* _Фрагмент документа_:
———
Семью Щиблеткиных увозили все дальше и дальше, ближе к Берлину. Юлия Максимовна до сих пор помнит вид города Мюнхгаузен — пустые глазницы окон, на улицах только танки.

— Нас высадили на каком-то хуторе.

Жизнь

Немцы остались в доме, а русских загнали в хлев. Тогда, вспоминает Юлия Максимовна, люди услышали через грохот бомбежки и рев «Катюши» русскую речь.

— Мужчины вышли посмотреть, увидели солдата в русской шинели. Обрадовались, просто до слез. Мы русских людей до этого, кроме семей соседних, и не видели. Солдата остановили, он оказался связистом.

К утру у него получилось наладить сообщение с советскими войсками. Всех вызвали на плато, в том числе и немцев. В штабе погиб переводчик, поэтому Юлия Максимовна, как могла, переводила. Щиблеткиным дали лошадь, одежду, продукты.

— Ни семей русских, ни тех хозяев-немцев мы с тех пор не видели. Не помню точно, как мама это сказала, кажется, что-то вроде «пускай помнят русскую терпеливость, пощаду». Она не хотела чтобы их убивали. Но я не знаю, что с ними сделали. Мы хотели направиться в Советский Союз, но нам сказали — не спешите, там ничего нет. Но мы все равно спешили. Очень хотели домой.

В феврале 1945 года Щиблеткины начали свой долгий путь на Родину.

В тот же год отца Юлии призвали в армию. Остальные члены семьи не сразу добрались до границы, пришлось прождать полгода — Сталин приказал освобожденным пленным помочь провести карантин для скота и перегнать его в Советский Союз из-за страшного голода. Женщины работали на маслозаводе в Польше. Впервые после долгих лет существование превратилось в жизнь.

В 1946 году Щиблеткины добрались до Москвы и оттуда отправились в Мичуринск, где пережили самый сильный голод. Затем Юлия Максимовна переехала в Тульскую область — работать на шахты. Сначала камеронщицей, потом машинисткой клети. Жила в общежитии, встретила первую любовь. Родила двоих детей. Много переезжала. Освоила профессии швеи и доярки. Жизнь пошла своим мирным чередом.
———
* _Рабочие задания_:
(a) В каком году, согласно фрагменту документа, Щиблеткины добрались до Москвы?
(b) Изложите фрагмент документа в двух предложениях.

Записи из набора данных
———
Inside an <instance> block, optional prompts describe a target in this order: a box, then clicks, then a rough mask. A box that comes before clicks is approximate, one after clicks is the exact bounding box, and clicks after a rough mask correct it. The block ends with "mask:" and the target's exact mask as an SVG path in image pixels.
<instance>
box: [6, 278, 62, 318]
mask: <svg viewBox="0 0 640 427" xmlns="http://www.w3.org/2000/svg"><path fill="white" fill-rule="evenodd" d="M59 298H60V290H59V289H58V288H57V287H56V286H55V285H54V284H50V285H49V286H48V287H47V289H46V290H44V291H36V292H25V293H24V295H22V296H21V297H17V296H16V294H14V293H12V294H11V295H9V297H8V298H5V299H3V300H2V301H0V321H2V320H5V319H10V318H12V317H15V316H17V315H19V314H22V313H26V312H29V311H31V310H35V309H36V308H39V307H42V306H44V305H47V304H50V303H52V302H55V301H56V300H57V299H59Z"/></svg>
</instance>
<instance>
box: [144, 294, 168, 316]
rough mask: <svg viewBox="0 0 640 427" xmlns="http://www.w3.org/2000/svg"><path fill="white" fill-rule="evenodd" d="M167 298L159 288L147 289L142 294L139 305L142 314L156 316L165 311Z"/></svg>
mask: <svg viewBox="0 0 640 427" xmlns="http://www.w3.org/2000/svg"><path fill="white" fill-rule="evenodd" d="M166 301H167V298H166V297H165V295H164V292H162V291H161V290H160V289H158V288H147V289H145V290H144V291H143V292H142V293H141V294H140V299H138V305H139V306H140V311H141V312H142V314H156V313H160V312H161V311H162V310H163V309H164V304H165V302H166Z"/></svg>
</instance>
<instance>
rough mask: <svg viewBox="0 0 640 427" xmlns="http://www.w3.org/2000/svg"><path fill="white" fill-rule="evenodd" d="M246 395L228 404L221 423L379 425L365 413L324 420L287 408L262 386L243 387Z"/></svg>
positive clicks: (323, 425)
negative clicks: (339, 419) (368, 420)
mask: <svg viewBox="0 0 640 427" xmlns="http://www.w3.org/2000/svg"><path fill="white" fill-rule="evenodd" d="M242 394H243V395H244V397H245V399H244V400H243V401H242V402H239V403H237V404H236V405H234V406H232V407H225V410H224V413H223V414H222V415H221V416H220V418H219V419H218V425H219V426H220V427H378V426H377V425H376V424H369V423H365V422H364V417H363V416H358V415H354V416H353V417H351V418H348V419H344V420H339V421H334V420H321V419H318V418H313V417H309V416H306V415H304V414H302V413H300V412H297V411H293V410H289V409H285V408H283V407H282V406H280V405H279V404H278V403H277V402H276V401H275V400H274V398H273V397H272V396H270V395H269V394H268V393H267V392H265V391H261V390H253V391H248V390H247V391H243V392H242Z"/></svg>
———
* _Итоги упражнения_:
(a) В 1946 году.

(b) После того как связист наладил сообщение с советскими войсками, семья Щиблеткиных получила лошадь, одежду и продукты и в феврале 1945 года начала долгий путь на Родину. В 1946 году семья добралась до Москвы, а затем до Мичуринска, а Юлия Максимовна позже работала на шахтах в Тульской области, родила двоих детей и освоила профессии швеи и доярки.